Exercise description
Return verbatim every line from the first line of the data below to the line that contains "lamp? Indicate one point per instance.", inclusive, and no further.

Data extracts
__________________________________________________

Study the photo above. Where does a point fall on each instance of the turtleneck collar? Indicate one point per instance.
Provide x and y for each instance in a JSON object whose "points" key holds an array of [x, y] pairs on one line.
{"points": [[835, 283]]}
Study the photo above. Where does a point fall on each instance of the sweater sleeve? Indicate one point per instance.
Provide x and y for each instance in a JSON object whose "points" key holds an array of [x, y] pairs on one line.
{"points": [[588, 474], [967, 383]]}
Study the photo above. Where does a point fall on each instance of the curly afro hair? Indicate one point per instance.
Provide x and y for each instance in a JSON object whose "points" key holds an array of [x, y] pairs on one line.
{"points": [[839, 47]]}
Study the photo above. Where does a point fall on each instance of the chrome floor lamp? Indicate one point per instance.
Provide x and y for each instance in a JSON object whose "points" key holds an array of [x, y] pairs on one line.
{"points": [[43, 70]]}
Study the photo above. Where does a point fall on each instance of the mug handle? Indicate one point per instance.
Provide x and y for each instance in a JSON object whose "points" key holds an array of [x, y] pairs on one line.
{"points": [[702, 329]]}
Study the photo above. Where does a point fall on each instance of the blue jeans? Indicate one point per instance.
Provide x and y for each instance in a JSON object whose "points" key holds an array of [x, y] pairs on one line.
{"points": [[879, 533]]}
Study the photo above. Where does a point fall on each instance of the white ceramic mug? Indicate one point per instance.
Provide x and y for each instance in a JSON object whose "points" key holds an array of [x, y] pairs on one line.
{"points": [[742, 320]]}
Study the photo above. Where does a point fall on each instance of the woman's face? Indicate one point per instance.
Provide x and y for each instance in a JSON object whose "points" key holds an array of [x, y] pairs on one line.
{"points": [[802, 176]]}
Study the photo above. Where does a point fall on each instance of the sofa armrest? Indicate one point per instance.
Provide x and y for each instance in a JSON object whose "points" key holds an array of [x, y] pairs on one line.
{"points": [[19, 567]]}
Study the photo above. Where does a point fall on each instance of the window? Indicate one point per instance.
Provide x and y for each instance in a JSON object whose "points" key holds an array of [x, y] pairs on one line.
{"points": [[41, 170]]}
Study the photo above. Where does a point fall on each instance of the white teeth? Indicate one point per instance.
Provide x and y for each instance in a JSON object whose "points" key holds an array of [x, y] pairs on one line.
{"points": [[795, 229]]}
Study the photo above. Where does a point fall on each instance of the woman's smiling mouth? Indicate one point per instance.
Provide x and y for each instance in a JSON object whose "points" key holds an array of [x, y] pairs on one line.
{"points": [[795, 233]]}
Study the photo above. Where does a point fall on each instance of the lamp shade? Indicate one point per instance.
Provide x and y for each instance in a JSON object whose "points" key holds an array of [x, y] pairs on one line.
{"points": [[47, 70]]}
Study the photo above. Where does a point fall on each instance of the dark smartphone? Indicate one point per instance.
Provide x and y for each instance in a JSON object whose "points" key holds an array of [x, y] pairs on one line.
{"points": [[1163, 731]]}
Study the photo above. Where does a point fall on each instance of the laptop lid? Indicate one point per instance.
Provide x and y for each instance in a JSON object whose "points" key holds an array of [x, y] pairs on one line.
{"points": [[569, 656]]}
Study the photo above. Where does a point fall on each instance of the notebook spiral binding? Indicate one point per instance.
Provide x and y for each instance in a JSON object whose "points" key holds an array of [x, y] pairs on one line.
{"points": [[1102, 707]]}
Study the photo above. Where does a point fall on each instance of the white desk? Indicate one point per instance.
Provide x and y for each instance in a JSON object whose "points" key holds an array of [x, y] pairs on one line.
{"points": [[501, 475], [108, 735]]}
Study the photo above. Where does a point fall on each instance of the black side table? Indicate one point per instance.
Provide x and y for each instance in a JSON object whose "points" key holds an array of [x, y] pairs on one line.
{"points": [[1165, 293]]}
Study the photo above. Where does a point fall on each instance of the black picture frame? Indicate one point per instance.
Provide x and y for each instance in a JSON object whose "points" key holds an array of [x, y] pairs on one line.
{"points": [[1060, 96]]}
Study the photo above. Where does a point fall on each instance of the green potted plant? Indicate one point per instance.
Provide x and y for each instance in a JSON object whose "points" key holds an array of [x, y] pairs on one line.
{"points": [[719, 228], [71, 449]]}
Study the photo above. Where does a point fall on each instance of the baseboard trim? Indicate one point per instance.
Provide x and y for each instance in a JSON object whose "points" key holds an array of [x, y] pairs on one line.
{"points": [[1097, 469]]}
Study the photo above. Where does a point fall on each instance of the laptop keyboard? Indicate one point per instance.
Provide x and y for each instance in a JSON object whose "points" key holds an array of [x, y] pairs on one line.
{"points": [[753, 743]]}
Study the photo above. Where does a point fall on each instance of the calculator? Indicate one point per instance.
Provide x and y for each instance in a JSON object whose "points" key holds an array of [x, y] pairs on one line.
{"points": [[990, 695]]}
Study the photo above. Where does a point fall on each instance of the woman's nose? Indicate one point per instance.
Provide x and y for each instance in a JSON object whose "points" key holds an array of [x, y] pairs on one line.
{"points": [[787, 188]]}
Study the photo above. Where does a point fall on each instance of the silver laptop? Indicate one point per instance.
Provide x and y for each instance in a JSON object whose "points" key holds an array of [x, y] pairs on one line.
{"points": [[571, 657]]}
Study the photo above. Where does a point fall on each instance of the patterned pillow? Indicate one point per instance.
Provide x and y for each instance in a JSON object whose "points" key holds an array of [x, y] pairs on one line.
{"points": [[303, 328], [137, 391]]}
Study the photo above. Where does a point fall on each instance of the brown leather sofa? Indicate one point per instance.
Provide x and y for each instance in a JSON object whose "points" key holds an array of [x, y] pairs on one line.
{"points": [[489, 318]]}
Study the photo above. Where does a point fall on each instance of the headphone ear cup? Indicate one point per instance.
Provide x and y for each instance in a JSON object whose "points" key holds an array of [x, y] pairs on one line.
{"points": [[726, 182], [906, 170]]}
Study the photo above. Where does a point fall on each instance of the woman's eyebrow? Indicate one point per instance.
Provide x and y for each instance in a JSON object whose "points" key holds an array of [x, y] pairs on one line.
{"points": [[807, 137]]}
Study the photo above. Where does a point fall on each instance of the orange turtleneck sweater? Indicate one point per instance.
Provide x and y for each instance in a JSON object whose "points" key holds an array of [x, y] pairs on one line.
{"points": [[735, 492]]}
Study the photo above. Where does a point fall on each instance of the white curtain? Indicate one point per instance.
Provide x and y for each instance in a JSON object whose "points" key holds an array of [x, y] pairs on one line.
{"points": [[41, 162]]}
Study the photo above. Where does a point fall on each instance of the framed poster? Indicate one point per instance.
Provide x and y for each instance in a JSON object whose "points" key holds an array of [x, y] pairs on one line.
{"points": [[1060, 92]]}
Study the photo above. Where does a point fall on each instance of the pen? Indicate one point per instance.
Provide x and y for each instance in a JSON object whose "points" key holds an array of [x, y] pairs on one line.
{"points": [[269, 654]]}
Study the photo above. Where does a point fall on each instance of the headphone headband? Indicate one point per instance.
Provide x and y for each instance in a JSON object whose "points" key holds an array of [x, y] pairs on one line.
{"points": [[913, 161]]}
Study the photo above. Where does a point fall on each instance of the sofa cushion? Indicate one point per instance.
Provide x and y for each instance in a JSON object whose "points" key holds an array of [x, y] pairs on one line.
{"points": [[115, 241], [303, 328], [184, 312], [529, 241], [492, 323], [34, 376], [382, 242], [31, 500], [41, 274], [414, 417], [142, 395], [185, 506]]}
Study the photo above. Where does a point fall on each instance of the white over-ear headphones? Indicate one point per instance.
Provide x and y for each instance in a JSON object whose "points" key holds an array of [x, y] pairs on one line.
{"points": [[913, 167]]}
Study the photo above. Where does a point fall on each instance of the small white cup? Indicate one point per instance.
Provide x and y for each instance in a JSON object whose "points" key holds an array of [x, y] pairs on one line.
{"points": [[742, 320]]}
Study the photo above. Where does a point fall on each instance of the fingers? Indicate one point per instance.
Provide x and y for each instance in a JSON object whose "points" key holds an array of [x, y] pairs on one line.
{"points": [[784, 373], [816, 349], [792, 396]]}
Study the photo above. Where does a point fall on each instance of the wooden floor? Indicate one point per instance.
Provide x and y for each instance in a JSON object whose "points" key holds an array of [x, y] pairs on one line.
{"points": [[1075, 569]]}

__________________________________________________

Result for this exercise
Study the photo above. Where does a point fall on each instance of the turtleneck collar? Indicate one point per instance.
Provide x and y for each instance in a JSON object whose "points" key holds an array of [x, y] pairs on one line.
{"points": [[835, 283]]}
Study the photo above. Where does a point fall on each instance of the sweater sleeve? Indicate one point per instance.
Provide x and y for each instance in a JSON object whose "points" key holds an array of [x, y] pairs on one line.
{"points": [[588, 474], [967, 383]]}
Study the photo above. Where does a point fall on each instance of the curly afro hair? Indicate one point per instance.
Provide x and y for each instance in a JSON object whose "points" key holds an array of [x, y] pairs on one line.
{"points": [[839, 47]]}
Study the photo above. Where does a point fall on each instance of the chrome floor lamp? Indicate one point per instance.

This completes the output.